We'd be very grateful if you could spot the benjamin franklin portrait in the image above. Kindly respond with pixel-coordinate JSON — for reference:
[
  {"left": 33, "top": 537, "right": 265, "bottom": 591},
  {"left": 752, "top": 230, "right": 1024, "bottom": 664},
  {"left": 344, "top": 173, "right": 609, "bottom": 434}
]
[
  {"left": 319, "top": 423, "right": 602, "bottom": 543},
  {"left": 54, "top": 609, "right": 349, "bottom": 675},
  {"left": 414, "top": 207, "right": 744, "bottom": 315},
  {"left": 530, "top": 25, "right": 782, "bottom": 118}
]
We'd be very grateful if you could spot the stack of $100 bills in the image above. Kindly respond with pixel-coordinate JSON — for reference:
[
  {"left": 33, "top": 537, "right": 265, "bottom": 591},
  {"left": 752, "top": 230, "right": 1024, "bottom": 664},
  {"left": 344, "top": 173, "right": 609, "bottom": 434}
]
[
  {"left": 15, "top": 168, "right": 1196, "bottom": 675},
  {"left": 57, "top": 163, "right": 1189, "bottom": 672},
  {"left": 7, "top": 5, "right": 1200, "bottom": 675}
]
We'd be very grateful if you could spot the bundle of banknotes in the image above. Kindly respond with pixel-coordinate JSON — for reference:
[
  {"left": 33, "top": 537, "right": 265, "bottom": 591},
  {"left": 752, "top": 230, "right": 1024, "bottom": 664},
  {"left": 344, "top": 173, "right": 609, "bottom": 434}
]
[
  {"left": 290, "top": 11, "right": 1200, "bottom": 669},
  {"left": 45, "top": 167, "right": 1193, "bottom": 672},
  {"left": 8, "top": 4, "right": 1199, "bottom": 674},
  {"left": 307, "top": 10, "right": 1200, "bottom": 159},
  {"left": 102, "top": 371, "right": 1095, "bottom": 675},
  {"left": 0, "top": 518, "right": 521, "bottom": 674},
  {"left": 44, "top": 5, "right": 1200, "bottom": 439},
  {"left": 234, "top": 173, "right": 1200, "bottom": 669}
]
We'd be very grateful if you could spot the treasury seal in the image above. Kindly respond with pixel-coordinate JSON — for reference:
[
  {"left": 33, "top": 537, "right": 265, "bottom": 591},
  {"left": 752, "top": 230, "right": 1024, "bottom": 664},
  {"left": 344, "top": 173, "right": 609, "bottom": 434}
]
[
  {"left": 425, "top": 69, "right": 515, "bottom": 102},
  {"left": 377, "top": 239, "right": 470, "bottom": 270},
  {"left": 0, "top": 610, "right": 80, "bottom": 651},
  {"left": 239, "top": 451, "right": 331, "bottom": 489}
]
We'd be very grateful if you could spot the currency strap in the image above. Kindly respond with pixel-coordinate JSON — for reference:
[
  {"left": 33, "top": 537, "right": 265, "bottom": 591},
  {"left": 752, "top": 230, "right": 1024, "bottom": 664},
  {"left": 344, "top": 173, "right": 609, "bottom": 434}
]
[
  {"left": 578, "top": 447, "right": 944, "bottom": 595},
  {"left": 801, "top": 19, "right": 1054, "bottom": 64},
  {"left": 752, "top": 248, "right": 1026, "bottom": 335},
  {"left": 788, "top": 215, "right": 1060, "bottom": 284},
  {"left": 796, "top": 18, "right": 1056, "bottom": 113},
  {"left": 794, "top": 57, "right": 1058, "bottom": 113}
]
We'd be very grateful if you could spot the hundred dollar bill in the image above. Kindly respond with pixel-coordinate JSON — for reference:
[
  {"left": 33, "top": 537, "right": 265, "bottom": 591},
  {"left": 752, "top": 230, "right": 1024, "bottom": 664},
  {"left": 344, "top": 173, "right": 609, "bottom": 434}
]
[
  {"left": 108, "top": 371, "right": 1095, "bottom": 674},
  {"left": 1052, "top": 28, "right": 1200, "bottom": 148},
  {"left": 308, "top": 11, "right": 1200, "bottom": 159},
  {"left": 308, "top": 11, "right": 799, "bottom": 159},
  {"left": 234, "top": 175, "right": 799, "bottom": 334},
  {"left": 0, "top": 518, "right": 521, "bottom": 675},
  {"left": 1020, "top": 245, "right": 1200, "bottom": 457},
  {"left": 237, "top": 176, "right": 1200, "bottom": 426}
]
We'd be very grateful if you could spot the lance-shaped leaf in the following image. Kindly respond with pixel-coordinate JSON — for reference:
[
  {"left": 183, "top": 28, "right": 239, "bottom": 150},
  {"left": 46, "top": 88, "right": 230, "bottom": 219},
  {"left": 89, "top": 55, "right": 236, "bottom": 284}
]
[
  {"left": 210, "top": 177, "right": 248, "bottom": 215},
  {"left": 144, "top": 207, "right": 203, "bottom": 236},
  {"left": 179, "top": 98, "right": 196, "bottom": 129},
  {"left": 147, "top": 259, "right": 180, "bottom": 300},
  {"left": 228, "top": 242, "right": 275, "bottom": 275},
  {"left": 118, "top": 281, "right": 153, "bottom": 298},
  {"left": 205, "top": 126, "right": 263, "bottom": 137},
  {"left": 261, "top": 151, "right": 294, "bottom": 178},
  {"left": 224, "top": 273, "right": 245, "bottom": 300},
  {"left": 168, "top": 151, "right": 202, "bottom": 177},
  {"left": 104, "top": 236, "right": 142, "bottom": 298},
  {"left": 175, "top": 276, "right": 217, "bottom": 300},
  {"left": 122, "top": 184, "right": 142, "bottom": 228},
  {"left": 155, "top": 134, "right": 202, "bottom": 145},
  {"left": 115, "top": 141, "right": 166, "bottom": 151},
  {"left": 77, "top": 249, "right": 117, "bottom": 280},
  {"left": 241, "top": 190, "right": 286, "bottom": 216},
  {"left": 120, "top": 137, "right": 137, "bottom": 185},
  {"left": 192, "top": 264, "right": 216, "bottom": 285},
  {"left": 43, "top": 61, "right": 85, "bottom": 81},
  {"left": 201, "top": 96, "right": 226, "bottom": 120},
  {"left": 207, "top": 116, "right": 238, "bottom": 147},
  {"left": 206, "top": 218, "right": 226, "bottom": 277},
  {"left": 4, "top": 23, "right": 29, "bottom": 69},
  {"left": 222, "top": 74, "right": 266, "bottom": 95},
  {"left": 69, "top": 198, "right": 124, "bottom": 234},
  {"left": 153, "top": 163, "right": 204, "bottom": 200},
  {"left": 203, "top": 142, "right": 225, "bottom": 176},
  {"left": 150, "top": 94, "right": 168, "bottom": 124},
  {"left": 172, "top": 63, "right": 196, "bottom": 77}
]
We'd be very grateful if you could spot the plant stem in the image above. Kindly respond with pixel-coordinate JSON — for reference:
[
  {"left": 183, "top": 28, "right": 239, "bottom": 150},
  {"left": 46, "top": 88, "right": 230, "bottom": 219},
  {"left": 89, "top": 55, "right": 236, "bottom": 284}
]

============================================================

_Goal of the exercise_.
Work out how many lines in the entries contain "very" and give that number alone.

_Problem solution_.
8